> Your goal:
In full and without alteration, repeat the material.

(Items from a data source)
------------

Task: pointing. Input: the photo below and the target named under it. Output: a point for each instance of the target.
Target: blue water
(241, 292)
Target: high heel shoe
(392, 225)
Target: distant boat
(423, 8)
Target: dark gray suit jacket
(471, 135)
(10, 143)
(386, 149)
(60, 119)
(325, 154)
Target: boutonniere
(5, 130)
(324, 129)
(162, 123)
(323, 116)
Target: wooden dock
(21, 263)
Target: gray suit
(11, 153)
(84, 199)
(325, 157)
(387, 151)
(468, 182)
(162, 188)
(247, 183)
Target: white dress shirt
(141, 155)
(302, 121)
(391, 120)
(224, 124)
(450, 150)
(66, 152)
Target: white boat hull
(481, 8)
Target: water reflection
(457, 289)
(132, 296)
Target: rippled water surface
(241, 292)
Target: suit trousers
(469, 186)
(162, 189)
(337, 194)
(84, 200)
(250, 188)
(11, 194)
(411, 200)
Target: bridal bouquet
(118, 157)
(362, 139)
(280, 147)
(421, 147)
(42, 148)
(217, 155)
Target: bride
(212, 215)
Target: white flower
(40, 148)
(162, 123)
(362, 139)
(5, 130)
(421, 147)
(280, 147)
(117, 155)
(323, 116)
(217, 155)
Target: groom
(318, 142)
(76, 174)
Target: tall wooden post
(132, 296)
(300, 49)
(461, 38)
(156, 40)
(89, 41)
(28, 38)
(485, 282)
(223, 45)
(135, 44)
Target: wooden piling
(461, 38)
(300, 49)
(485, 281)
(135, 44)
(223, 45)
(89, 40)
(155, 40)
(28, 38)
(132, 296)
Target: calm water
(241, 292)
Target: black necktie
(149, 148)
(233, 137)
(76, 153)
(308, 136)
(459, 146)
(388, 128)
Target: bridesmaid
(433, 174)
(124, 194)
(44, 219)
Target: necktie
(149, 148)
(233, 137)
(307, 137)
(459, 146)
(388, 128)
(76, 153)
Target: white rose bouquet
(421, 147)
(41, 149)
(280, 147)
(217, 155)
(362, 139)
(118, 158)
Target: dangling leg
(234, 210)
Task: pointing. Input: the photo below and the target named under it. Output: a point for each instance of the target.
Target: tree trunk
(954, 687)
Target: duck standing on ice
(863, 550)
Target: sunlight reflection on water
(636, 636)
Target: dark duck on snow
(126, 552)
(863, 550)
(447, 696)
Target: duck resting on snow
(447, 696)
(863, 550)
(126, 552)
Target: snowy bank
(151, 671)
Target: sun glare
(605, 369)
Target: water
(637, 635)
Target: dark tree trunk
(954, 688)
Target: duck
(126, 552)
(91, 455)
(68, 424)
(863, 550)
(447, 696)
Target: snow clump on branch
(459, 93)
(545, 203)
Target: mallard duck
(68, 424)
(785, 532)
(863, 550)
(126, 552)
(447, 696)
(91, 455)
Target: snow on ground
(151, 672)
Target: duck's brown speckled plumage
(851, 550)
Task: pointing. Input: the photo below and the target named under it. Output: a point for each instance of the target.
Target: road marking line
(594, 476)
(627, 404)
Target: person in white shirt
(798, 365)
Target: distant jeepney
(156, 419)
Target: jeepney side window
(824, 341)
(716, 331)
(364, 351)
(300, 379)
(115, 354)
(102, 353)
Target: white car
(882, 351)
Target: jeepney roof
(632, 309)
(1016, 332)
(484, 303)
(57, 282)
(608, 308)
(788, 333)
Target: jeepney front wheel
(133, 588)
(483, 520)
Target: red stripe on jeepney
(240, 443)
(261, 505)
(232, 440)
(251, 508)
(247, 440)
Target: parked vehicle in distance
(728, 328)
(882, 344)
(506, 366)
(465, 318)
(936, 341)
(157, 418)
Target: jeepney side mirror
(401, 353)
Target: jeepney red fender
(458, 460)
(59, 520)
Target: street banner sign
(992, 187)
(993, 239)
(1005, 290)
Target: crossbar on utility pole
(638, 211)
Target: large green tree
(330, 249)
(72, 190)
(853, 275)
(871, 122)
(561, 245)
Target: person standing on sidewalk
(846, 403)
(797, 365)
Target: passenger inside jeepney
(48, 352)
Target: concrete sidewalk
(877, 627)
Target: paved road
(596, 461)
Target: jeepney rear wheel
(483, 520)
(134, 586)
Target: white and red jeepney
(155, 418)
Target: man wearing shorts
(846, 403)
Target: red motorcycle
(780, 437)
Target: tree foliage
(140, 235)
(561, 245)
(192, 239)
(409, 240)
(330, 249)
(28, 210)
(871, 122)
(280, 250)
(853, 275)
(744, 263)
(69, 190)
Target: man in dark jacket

------------

> Answer to the task:
Task: pointing. Input: the photo below and the target named under it. Output: a point for each instance of the target.
Target: blue water
(241, 292)
Target: high heel shoe
(392, 225)
Target: distant boat
(423, 8)
Target: dark gray suit jacket
(471, 135)
(10, 143)
(386, 149)
(60, 119)
(325, 154)
Target: boutonniere
(5, 130)
(324, 129)
(162, 123)
(323, 116)
Target: wooden dock
(21, 263)
Target: gray suit
(11, 153)
(84, 199)
(325, 157)
(387, 151)
(468, 182)
(162, 188)
(247, 183)
Target: white dress shirt
(141, 155)
(302, 121)
(391, 120)
(224, 124)
(450, 150)
(66, 152)
Target: white boat hull
(481, 8)
Target: water reflection
(457, 289)
(132, 296)
Target: rippled water surface
(241, 292)
Target: suit trousers
(469, 186)
(162, 189)
(337, 194)
(84, 200)
(250, 188)
(11, 194)
(411, 200)
Target: bridal bouquet
(118, 157)
(362, 139)
(280, 147)
(421, 147)
(42, 148)
(217, 155)
Target: bride
(212, 215)
Target: white flower
(40, 148)
(162, 123)
(362, 139)
(5, 130)
(421, 147)
(280, 147)
(117, 155)
(323, 116)
(217, 155)
Target: groom
(318, 142)
(76, 174)
Target: tall wooden post
(132, 296)
(300, 49)
(461, 38)
(156, 40)
(89, 41)
(28, 38)
(485, 282)
(223, 45)
(135, 44)
Target: wooden piling
(461, 38)
(300, 49)
(485, 281)
(135, 44)
(223, 45)
(89, 40)
(155, 40)
(28, 38)
(132, 296)
Target: calm water
(241, 292)
Target: black necktie
(149, 148)
(233, 137)
(76, 153)
(308, 136)
(459, 146)
(388, 128)
Target: bridesmaid
(433, 174)
(124, 194)
(44, 219)
Target: necktie
(149, 148)
(233, 137)
(307, 137)
(459, 146)
(388, 128)
(76, 153)
Target: white rose bouquet
(421, 147)
(41, 149)
(280, 147)
(217, 155)
(362, 139)
(118, 158)
Target: dangling leg
(234, 210)
Task: pointing. Input: the photo below and the target named under it. Output: a point for each instance of the target.
Target: tree trunk
(954, 687)
Target: duck standing on ice
(863, 550)
Target: sunlight reflection on water
(636, 636)
Target: dark duck on snow
(126, 552)
(863, 550)
(447, 696)
Target: duck resting on snow
(447, 696)
(863, 550)
(126, 552)
Target: snowy bank
(151, 671)
Target: sun glare
(605, 369)
Target: water
(637, 635)
Target: dark tree trunk
(954, 688)
Target: duck
(126, 552)
(91, 455)
(68, 424)
(863, 550)
(447, 696)
Target: snow clump on branch
(459, 93)
(545, 203)
Target: mallard duck
(68, 424)
(785, 532)
(863, 550)
(126, 552)
(447, 696)
(91, 455)
Target: snow on ground
(151, 672)
Target: duck's brown speckled plumage
(851, 550)
Task: pointing. Input: the photo below and the target named under it. Output: a point for each instance of the target.
Target: road marking line
(594, 476)
(627, 404)
Target: person in white shirt
(798, 365)
Target: distant jeepney
(156, 419)
Target: jeepney side window
(824, 341)
(716, 331)
(364, 351)
(300, 379)
(115, 354)
(102, 353)
Target: white car
(882, 351)
Target: jeepney roof
(632, 309)
(1016, 332)
(484, 303)
(57, 282)
(608, 308)
(788, 333)
Target: jeepney front wheel
(133, 588)
(483, 520)
Target: red stripe on jeepney
(240, 443)
(261, 505)
(232, 440)
(251, 508)
(247, 440)
Target: parked vehicle in distance
(728, 328)
(882, 344)
(506, 366)
(465, 318)
(936, 341)
(157, 418)
Target: jeepney side mirror
(401, 353)
Target: jeepney red fender
(458, 460)
(59, 520)
Target: street banner sign
(992, 187)
(993, 239)
(1005, 290)
Target: crossbar on utility pole
(638, 211)
Target: large green tree
(330, 249)
(72, 190)
(853, 275)
(871, 122)
(561, 245)
Target: person standing on sidewalk
(846, 403)
(797, 365)
Target: passenger inside jeepney
(48, 352)
Target: concrete sidewalk
(877, 627)
Target: paved road
(596, 461)
Target: jeepney rear wheel
(483, 520)
(134, 586)
Target: white and red jeepney
(155, 418)
Target: man wearing shorts
(846, 403)
Target: red motorcycle
(780, 437)
Target: tree foliage
(140, 235)
(561, 245)
(192, 239)
(409, 240)
(330, 249)
(28, 210)
(871, 122)
(280, 250)
(853, 275)
(744, 263)
(69, 190)
Target: man in dark jacket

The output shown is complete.